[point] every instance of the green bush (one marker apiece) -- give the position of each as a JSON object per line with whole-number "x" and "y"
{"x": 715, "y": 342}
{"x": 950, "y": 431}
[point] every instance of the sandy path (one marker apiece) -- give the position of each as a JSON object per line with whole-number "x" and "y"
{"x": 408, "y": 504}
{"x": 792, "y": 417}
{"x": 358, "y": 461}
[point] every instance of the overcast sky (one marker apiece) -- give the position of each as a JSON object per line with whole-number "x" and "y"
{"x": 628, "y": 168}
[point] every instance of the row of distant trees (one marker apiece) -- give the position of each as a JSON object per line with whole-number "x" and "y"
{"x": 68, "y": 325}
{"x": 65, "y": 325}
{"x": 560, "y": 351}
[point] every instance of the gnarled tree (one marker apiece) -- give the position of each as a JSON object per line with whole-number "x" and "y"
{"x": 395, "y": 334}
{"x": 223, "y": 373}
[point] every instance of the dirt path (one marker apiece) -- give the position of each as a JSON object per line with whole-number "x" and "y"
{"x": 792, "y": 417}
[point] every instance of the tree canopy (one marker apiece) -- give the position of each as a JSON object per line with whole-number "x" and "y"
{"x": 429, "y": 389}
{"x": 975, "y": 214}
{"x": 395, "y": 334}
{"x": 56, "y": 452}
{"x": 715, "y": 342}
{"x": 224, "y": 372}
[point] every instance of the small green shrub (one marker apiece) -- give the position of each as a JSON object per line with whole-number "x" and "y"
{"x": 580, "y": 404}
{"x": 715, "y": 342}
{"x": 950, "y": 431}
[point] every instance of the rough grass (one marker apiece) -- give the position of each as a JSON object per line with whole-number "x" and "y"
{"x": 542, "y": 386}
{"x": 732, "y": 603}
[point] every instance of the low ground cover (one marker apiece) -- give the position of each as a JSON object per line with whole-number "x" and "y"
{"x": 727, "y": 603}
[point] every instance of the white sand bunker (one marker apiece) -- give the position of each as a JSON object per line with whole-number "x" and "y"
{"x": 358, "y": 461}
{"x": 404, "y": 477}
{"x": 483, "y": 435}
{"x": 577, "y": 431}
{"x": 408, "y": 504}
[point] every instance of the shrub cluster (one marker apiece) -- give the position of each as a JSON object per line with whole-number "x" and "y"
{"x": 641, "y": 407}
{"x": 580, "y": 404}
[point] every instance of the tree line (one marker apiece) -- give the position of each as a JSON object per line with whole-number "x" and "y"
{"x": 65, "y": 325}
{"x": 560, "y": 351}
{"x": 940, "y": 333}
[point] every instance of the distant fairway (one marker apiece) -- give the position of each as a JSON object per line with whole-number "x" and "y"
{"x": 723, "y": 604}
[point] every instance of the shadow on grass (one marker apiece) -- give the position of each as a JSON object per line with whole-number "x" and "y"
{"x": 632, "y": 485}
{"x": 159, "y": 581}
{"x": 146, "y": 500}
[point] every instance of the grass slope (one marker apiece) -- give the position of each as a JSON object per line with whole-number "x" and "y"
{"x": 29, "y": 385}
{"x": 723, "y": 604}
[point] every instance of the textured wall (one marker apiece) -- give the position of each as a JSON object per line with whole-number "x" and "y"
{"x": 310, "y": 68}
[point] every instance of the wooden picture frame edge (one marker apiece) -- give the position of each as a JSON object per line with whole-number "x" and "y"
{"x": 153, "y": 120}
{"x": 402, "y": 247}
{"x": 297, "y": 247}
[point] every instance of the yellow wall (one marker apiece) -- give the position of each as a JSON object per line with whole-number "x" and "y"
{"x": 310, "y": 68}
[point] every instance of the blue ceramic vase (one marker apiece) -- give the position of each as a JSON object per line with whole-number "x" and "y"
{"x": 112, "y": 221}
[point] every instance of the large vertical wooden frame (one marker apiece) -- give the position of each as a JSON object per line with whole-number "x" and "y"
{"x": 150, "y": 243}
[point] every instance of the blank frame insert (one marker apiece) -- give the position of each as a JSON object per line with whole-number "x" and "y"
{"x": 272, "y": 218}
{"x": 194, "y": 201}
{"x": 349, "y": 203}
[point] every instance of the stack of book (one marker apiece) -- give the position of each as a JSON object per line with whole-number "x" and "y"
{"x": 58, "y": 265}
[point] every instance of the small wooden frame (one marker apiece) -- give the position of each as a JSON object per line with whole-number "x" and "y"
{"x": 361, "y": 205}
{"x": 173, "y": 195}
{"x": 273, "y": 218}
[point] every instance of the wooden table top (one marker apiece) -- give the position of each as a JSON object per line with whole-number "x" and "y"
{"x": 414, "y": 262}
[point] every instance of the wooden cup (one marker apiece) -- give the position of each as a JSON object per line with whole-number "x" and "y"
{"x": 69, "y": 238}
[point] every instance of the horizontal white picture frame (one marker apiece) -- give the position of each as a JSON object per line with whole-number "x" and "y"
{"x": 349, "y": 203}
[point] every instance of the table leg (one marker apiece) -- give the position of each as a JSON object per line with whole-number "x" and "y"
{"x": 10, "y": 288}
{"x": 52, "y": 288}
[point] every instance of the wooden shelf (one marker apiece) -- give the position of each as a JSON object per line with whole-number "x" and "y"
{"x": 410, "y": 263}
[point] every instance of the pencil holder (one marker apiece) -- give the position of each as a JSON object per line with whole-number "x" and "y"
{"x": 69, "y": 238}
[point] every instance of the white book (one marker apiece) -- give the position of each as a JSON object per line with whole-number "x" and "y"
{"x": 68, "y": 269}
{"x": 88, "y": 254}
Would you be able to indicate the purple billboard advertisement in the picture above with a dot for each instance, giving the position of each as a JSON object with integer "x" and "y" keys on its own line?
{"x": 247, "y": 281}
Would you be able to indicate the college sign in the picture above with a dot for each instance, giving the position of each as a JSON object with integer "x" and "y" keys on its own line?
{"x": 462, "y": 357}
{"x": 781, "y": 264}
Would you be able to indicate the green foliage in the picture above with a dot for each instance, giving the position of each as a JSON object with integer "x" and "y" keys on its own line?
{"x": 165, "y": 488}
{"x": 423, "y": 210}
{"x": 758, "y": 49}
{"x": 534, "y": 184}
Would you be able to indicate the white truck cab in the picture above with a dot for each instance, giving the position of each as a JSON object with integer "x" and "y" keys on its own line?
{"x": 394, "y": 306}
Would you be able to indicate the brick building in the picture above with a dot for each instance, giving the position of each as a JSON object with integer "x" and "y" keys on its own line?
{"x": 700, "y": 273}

----------------------------------------

▸ Task prompt: Look for the line with "Would you be able to indicate the brick" in the listing above. Print it and each later line exactly, ending with the last line.

▸ Answer for the task:
Would you be able to indicate the brick building in the picture above with a dot for each instance, giving the position of each as a JSON object with integer "x" and "y" keys on its own line?
{"x": 700, "y": 273}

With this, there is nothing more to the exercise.